• 原始文档
• 求解朋友关系中的朋友圈数量


    问题描述:给出10w条人和人之间的朋友关系,求出这些朋友关系中有多少个朋友圈

    样例A-B、B-C、D-E、E-F ,这四对关系中存在2个朋友圈

    解题思路:并查集,而题目只需要求出朋友圈数量,并不需要求出各朋友圈,所以该并查集的实现也可以非常简单。

    A-B,就把father[B] = A,处理每条朋友关系即可得到结果。

    而关于并查集的介绍,已有很多博文有所阐述,这里就不啰嗦了。

    如下给出实现的并查集

    Python实现

    class WeightedUF():  
        fatherid=[]  
        sz=[]  
        count=0  
        def __init__(self,n):  
            self.count=n  
            self.fatherid=[i for i in range(n)]  
            self.sz=[0 for i in range(n)]  
        def getcount(self):  
            return self.count  
        def connected(self,p,q):  
            return self.find(p)==self.find(q)  
        def find(self,p):  
            while p !=self.fatherid[p]:  
                p=self.fatherid[p]  
            return p  
        def pathcompressionfind(self,p):  
            if p==self.fatherid[p]:  
                return p  
            else:  
                self.fatherid[p]=self.pathcompressionfind(self.fatherid[p])  
                return self.fatherid[p]  
        def union(self,p,q):  
            i=self.find(p)  
            j=self.find(q)

• 练习题 1
列出讲朋友圈数量的这篇文章中 WeightedUF 类定义的全部方法名。
上面这篇文章和下面这些行彼此没有关系。

一些记录:
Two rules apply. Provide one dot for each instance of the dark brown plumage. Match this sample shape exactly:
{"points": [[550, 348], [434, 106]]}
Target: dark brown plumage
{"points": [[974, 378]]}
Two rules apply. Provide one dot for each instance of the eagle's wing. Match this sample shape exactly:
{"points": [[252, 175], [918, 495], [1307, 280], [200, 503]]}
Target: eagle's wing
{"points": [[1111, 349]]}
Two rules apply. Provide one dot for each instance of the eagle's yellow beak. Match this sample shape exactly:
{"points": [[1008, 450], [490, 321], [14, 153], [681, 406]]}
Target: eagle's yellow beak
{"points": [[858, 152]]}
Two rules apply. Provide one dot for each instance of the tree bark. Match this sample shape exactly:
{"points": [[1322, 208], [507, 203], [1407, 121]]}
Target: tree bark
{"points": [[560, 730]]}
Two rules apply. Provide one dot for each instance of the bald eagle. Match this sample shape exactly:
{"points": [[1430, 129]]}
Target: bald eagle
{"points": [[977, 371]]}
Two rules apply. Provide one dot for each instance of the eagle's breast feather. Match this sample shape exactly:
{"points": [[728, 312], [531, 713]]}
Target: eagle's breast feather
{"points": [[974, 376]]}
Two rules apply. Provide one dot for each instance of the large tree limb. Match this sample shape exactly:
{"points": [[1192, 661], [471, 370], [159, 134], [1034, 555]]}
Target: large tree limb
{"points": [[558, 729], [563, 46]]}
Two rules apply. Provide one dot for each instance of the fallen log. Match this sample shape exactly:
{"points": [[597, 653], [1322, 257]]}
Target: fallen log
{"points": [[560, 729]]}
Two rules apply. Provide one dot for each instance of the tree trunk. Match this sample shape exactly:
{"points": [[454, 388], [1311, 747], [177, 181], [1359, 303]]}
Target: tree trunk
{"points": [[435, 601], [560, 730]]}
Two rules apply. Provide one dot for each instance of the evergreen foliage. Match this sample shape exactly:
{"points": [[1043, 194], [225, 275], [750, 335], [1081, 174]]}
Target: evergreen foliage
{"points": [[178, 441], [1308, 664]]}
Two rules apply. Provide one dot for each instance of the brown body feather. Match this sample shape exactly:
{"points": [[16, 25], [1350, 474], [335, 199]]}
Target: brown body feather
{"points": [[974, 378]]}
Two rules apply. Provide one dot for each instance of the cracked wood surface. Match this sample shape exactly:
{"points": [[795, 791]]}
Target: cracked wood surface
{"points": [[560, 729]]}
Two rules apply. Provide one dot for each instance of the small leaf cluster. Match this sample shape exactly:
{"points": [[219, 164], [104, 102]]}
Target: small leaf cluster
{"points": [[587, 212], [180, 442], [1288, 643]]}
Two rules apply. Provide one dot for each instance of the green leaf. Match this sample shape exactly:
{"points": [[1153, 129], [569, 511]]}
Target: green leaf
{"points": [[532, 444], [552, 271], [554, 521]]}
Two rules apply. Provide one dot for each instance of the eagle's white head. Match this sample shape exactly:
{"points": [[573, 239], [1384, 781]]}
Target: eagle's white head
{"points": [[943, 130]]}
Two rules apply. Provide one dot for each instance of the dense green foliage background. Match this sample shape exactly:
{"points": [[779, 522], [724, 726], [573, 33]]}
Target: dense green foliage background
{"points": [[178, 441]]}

---

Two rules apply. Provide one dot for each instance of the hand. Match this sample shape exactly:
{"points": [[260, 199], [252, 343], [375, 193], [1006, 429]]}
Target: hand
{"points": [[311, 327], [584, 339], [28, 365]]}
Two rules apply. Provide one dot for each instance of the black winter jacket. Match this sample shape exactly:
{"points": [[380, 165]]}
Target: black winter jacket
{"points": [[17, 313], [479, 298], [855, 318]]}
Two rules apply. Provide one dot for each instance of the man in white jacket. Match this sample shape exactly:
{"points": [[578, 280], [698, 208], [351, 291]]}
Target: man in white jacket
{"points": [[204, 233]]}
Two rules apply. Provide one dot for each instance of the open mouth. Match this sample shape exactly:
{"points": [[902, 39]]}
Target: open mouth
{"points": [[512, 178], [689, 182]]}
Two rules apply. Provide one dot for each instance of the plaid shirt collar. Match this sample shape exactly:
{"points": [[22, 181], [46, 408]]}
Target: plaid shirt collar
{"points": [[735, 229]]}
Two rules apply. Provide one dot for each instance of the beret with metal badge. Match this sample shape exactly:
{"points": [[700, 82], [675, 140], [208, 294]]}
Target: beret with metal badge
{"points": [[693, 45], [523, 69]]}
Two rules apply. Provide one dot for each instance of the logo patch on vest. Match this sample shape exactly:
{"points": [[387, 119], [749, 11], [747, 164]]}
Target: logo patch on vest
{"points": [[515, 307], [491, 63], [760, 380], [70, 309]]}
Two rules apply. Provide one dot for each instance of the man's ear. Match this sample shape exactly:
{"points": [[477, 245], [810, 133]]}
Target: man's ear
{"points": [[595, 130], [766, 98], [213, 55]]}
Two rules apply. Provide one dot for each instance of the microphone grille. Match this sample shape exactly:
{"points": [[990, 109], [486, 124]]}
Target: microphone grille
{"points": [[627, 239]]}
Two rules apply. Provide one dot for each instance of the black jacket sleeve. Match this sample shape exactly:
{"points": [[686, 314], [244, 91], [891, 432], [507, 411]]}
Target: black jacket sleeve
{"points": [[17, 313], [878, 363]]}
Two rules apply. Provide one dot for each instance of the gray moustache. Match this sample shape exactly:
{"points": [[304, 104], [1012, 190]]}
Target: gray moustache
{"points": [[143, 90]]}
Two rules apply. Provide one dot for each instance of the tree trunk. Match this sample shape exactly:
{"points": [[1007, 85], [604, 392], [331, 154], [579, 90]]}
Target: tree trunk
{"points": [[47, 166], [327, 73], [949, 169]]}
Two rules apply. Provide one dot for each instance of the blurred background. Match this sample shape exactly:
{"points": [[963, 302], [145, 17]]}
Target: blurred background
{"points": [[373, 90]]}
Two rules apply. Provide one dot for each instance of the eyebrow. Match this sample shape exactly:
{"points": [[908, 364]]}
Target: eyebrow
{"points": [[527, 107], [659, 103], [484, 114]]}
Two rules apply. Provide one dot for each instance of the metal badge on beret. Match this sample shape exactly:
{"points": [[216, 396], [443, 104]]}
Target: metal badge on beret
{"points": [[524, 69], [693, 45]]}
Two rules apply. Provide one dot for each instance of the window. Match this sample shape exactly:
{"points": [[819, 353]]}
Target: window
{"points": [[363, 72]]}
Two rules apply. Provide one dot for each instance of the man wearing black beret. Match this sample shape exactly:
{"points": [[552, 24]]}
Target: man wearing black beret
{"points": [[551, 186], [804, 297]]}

* * *

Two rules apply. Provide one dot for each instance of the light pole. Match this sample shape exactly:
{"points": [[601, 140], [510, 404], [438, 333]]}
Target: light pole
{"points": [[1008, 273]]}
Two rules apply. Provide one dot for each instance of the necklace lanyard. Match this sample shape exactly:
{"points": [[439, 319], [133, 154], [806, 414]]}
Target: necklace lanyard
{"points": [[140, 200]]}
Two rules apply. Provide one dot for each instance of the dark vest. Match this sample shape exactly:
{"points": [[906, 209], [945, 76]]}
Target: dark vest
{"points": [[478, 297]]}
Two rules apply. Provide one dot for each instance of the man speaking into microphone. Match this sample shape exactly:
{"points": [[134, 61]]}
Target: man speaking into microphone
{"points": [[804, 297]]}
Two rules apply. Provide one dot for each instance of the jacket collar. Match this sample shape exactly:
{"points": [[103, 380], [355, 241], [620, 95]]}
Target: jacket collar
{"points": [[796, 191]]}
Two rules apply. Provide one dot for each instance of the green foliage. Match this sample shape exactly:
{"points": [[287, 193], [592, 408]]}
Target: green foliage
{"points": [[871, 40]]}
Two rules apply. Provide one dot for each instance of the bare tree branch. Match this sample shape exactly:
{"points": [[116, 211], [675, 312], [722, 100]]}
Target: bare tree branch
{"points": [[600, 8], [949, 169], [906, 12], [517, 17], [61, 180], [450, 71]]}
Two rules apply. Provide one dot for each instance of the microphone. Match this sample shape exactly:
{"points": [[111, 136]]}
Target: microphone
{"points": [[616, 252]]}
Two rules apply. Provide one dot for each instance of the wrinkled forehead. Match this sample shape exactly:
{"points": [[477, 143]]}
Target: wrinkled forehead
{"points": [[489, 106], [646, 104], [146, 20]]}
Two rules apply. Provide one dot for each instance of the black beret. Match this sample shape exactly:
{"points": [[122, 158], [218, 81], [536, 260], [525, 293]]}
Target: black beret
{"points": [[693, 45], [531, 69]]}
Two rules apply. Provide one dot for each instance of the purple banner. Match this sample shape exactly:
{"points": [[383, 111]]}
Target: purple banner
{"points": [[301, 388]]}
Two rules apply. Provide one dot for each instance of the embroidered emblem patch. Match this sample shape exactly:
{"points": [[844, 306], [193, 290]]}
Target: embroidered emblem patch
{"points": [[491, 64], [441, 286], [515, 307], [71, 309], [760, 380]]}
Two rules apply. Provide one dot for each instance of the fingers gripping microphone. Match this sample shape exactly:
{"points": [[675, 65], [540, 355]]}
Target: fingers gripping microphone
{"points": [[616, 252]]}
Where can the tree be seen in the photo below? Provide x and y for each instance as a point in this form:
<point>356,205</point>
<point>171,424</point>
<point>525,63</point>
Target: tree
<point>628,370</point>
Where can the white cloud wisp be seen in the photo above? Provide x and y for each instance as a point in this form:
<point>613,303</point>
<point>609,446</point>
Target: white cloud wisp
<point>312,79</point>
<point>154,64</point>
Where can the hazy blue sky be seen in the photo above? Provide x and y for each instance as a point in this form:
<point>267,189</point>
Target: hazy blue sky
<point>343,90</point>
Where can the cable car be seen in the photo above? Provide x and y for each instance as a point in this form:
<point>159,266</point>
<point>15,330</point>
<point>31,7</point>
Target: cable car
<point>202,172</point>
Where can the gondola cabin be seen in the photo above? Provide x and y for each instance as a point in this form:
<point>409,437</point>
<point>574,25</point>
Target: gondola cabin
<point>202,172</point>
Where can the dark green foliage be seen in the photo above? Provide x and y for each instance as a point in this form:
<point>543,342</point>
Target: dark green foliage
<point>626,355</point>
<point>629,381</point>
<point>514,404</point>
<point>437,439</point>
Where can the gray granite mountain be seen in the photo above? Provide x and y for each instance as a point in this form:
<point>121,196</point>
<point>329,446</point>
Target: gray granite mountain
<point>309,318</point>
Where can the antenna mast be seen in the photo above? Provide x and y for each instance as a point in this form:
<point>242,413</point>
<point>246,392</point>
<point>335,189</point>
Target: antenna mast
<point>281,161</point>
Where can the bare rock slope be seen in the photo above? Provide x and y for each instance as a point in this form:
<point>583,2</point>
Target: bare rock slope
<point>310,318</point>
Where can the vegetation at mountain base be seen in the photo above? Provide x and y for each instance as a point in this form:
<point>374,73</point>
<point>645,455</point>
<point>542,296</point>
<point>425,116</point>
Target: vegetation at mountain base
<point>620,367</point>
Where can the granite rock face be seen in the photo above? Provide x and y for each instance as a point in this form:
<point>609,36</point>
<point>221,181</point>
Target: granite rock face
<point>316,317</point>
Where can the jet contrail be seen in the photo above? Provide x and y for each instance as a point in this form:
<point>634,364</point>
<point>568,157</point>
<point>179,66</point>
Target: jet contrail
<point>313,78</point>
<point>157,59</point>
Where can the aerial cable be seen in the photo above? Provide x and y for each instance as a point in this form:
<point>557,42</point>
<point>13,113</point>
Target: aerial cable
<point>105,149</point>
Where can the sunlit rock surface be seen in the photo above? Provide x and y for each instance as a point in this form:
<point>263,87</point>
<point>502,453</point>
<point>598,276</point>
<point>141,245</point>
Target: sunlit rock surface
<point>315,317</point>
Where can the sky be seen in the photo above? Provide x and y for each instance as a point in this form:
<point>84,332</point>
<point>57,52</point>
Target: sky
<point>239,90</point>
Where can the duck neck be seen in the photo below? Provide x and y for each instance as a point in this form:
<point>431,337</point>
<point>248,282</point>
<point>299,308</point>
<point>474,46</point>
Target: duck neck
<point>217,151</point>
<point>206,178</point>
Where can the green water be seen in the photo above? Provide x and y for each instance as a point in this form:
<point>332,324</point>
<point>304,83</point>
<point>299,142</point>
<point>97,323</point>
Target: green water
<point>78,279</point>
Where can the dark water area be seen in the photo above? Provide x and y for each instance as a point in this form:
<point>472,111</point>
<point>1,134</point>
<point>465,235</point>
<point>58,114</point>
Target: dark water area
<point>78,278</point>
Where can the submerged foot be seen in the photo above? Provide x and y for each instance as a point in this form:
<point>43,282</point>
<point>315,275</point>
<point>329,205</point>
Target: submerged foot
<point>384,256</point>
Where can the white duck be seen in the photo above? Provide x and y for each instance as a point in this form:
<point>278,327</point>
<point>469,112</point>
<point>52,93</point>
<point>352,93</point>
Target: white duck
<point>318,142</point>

• 练习题 2
在上面的数据行里，从含有“Where can the aerial”的那一行开始，到含有“<point>105,149</point>”的那一行结束，把“aerial cable”换成“overhead wire”，其余不动，重写这几行。

• 正确答案 1
__init__、getcount、connected、find、pathcompressionfind、union

• 正确答案 2
Where can the overhead wire be seen in the photo above? Provide x and y for each instance as a point in this form:
<point>557,42</point>
<point>13,113</point>
Target: overhead wire
<point>105,149</point>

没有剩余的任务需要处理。